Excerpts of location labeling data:

▬▬▬

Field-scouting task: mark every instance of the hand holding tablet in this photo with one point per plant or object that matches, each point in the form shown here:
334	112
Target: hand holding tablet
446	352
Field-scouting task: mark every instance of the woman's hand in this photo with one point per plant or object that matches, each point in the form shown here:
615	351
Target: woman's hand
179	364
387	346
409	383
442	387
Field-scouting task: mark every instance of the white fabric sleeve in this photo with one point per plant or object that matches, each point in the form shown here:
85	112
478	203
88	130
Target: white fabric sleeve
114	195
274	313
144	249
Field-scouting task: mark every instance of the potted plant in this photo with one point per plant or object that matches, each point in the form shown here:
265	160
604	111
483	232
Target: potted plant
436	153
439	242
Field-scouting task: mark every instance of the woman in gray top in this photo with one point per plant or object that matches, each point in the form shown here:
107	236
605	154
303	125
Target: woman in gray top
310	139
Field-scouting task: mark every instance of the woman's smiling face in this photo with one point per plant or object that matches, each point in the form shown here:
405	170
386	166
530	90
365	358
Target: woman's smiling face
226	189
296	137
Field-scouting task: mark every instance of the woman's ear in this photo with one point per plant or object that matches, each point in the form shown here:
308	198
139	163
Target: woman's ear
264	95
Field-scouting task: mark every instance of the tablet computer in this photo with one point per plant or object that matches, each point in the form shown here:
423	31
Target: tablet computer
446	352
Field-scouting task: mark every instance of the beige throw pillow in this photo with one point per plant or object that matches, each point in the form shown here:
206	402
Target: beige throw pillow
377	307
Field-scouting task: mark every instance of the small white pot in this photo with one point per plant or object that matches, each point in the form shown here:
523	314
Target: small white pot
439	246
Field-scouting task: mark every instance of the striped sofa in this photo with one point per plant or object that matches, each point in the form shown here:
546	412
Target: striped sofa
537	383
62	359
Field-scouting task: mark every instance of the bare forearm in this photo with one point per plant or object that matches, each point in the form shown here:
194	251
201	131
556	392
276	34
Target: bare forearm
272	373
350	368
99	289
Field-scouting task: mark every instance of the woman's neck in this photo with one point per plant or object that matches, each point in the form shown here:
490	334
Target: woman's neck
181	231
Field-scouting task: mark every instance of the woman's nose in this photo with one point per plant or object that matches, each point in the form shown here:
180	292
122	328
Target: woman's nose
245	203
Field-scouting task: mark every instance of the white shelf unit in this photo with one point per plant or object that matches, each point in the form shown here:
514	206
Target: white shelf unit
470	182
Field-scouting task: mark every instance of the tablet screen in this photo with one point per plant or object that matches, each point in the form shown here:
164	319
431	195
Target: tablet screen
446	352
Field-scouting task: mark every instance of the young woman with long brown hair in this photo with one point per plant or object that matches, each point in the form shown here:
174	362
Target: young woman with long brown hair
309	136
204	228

▬▬▬

[Work instructions]:
Would you write down every record again, exactly?

[The answer]:
Field-scouting task: mark every instance of the hand holding tablet in this photo with one point per plant or object that matches, each point in the form shown here:
334	112
Target: hand holding tablet
446	352
Field-scouting task: mark every instance of the woman's hand in this photo with one point per plant or object that matches, each point in the form shown here:
615	351
Target: woman's hand
179	364
387	346
409	383
442	387
Field-scouting task: mark every instance of the white fabric sleeve in this photo with one point per plant or object that matches, each point in the form shown here:
85	112
478	203
88	130
Target: white fabric sleeve
114	195
274	313
144	249
Field-scouting task: mark every instance of the potted plant in this photo with one point per plant or object that matches, each point in the form shown here:
265	160
604	111
483	232
Target: potted plant
436	153
439	242
Field-scouting task: mark every instance of the woman in gray top in this photo with one point per plant or object that matches, each point in the form shown here:
107	236
605	154
303	125
Target: woman in gray top
310	139
Field-scouting task: mark every instance of the woman's smiling face in this photo with one point per plant or object that matches, each point in the form shown here:
405	170
386	166
530	90
365	358
Target: woman's smiling face
226	189
296	137
Field-scouting task: mark every instance of the woman's ear in this photo with one point per plant or object that matches, each point in the form shown here:
308	198
139	163
Target: woman's ear
264	95
Field-scouting task: mark every instance of the tablet computer in this photo with one point per plant or object that matches, each point in the form shown here:
423	31
Target: tablet computer
446	352
Field-scouting task: mark every instance of the beige throw pillow in this photo with one point per plant or object that matches, each point in the form shown here:
206	402
Target: beige throw pillow
377	307
Field-scouting task: mark every instance of the small white pot in this photo with one point per plant or object that matches, each point in the form shown here:
523	314
Target: small white pot
439	246
Field-scouting task: mark every instance of the striped sofa in this photo with one point per plant or object that matches, each point in the form shown here:
546	412
Target: striped sofa
537	383
62	359
Field-scouting task: mark every instance of the bare forearm in this photo with one point per plant or object that matches, each point in the form shown here:
194	251
201	131
556	392
276	34
Target: bare forearm
272	373
350	368
99	289
Field-scouting task: mark every instance of the woman's neck in this photo with one point per plant or object that matches, each point in the form shown here:
490	334
Target: woman's neck
181	231
Field-scouting task: mark every instance of the woman's nose in this photo with one point per plant or object that matches, each point in the form shown here:
180	292
122	328
Target: woman's nose
245	203
Field-scouting task: mark every instance of the white shelf unit in this photo with one point per plant or object that matches, each point in the form shown here:
514	206
Target: white shelf unit
470	182
Field-scouting task: mark every instance of the tablet screen in this photo with one point per plant or object that matches, each point in the form shown here:
164	319
431	195
Target: tablet screen
446	352
Field-scouting task: mark every instance of the young woman with long brown hair in this photo with one point per plant or object that matches, each point in the form shown here:
174	362
Target: young woman with long brown hair
309	136
204	228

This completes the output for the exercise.